- [WHAT IS EXPECTED] Down to the last line, retype each line of the entries exactly, starting with the one that contains "Reviewer check: make sure each instance of the girl's face".

- [DATASET]
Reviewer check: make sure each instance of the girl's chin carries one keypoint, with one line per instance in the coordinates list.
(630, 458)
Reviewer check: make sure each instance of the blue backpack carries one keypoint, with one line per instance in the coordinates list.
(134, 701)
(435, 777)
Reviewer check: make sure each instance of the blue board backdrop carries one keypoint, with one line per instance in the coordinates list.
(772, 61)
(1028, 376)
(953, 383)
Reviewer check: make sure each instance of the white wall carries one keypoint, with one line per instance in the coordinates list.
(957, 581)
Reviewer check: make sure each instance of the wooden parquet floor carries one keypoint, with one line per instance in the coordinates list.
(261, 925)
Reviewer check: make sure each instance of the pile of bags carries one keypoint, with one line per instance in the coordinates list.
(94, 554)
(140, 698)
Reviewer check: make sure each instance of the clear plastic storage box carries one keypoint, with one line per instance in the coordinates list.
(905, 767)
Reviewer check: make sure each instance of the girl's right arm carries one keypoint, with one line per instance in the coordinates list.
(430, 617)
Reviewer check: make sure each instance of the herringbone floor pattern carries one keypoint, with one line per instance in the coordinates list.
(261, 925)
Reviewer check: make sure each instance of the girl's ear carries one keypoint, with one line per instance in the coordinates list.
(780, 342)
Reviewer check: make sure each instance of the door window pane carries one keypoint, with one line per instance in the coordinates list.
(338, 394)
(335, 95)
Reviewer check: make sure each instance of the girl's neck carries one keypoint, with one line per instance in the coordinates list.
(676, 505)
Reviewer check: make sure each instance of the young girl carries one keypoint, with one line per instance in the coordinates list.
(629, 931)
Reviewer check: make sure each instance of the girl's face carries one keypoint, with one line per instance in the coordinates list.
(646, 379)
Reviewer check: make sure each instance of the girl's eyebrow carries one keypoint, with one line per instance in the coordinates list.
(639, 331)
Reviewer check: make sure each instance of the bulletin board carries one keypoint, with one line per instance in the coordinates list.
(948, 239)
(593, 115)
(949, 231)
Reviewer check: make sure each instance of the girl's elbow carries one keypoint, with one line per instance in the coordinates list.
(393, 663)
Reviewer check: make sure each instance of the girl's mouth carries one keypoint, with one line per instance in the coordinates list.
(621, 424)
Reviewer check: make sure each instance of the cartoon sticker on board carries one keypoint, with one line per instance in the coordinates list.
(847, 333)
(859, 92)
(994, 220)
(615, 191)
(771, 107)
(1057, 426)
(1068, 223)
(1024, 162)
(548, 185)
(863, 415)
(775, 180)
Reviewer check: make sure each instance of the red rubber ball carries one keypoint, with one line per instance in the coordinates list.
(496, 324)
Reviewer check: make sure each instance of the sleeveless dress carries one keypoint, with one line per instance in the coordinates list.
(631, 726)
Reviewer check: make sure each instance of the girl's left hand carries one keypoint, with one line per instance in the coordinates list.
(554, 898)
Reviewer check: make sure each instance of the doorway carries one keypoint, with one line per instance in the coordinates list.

- [WRITTEN RESPONSE]
Reviewer check: make sure each instance of the girl's face carries one keypoint, with one line per instance in the coordinates list.
(646, 379)
Reviewer check: make sure each instance of the girl's eyebrow carries one keypoint, with one line per instance in the coordinates list.
(639, 331)
Reviewer check: make sure each instance of the bulletin board carries one keypoint, with one line per instance in the coordinates list.
(948, 239)
(593, 115)
(949, 231)
Reviewer check: make sure each instance of the girl's elbow carries one keypoint, with one line per instance in the coordinates list.
(393, 663)
Reviewer check: make sure each instance of the girl's mouth carries one keypoint, with one line per instance in the coordinates list.
(621, 424)
Reviewer check: make sure each instance of the cartoon sticker on board carries one keypoint, with one line per instance in the coordinates list.
(847, 333)
(859, 92)
(994, 220)
(615, 191)
(771, 107)
(1057, 426)
(1068, 223)
(1024, 162)
(548, 185)
(863, 415)
(775, 180)
Reviewer check: make sure each instance of the red rubber ball carries one keypoint, with one line per instance in the coordinates list.
(496, 324)
Reviewer check: make sure each instance of the sleeveless dress carries one keypoint, with one line per instance in the coordinates list.
(631, 726)
Reviewer check: make sure each instance of the girl's left hand carries one keypoint, with one line per instance in the coordinates list.
(554, 898)
Reviewer check: make sure each instance of the doorway carries one keypoint, with one line per instance in the coordinates list.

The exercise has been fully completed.